* Source text:
*** Block opens ***

Beneath the skin, the structure consists of more ultra-high-strength steel than mild steel, a point that Hyundai emphasized by dr’iving a Genesis into a wall at 35 mph while we watched. Although its preponderance of ultra-high-strength steel is high for any car in the industry, the Genesis doesn't use aluminum for a single body panel or structural component. Consequently, the Genesis bucks the trend of slimmer Hyundais and swells by roughly 130 pounds compared with its predecessor. And that’s before you add in the weight of the new, optional all-wheel drive. The system, known as HTRAC, was developed in conjunction with Canadian supplier Magna and uses a baseline front-to-rear torque split of 40/60 percent. HTRAC has a wide bandwidth and can send up to 90 percent to the front wheels in slip conditions or as much as 100 percent to the rears at high speeds.

*** Block closes ***

* Entries provided:

*** Block opens ***

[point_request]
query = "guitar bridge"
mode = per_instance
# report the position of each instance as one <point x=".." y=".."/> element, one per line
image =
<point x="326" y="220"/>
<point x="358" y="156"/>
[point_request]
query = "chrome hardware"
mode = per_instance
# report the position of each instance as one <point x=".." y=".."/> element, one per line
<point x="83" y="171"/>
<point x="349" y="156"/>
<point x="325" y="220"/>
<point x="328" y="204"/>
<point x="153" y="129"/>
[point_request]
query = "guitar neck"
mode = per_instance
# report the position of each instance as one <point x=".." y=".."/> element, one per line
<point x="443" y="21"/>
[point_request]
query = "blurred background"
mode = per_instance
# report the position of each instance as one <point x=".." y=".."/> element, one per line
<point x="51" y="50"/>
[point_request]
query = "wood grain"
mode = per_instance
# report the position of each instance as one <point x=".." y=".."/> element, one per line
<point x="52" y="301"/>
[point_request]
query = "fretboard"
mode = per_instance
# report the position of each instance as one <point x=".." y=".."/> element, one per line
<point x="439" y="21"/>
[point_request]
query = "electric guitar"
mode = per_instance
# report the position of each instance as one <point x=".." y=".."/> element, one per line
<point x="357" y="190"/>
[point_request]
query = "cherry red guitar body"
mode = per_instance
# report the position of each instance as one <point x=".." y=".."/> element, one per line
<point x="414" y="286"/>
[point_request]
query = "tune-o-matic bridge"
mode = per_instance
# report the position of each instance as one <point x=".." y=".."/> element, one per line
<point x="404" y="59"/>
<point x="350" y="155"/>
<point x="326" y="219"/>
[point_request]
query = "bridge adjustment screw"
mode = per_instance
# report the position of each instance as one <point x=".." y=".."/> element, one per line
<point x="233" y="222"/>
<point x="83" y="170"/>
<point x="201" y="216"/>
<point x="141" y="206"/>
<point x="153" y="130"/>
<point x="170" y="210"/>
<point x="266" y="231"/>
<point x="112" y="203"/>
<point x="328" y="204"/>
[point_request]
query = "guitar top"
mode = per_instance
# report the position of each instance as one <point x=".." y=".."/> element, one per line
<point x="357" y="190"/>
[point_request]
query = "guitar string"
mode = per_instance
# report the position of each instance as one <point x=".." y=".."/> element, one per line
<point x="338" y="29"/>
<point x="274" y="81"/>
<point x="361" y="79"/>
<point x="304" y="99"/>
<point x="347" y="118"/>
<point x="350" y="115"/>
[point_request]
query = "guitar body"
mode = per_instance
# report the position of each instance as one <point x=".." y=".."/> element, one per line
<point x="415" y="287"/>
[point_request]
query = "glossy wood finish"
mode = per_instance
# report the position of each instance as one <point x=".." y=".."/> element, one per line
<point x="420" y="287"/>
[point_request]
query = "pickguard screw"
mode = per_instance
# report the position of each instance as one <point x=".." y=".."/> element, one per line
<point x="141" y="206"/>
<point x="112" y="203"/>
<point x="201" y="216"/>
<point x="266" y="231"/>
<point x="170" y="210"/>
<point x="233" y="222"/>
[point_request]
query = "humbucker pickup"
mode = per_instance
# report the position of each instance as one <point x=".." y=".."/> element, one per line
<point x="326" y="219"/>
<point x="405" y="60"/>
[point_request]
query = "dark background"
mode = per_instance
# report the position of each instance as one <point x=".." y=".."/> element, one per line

*** Block closes ***

* Exercises:
[A] In the passage about the Genesis, write out the part from "Beneath the skin, the" up to and including "at high speeds.", swapping "Genesis" for "sedan".
[B] Put this sentence from the passage about the Genesis into Spanish: "The system, known as HTRAC, was developed in conjunction with Canadian supplier Magna and uses a baseline front-to-rear torque split of 40/60 percent."
[C] According to the passage about the Genesis, how much more does the Genesis weigh than its predecessor?
You won't need the lines to do any of this.

* Responses in order:
[A]
Beneath the skin, the structure consists of more ultra-high-strength steel than mild steel, a point that Hyundai emphasized by dr’iving a sedan into a wall at 35 mph while we watched. Although its preponderance of ultra-high-strength steel is high for any car in the industry, the sedan doesn't use aluminum for a single body panel or structural component. Consequently, the sedan bucks the trend of slimmer Hyundais and swells by roughly 130 pounds compared with its predecessor. And that’s before you add in the weight of the new, optional all-wheel drive. The system, known as HTRAC, was developed in conjunction with Canadian supplier Magna and uses a baseline front-to-rear torque split of 40/60 percent. HTRAC has a wide bandwidth and can send up to 90 percent to the front wheels in slip conditions or as much as 100 percent to the rears at high speeds.

[B] El sistema, conocido como HTRAC, fue desarrollado en colaboración con el proveedor canadiense Magna y utiliza un reparto de par base delantero-trasero del 40/60 por ciento.

[C] Roughly 130 pounds.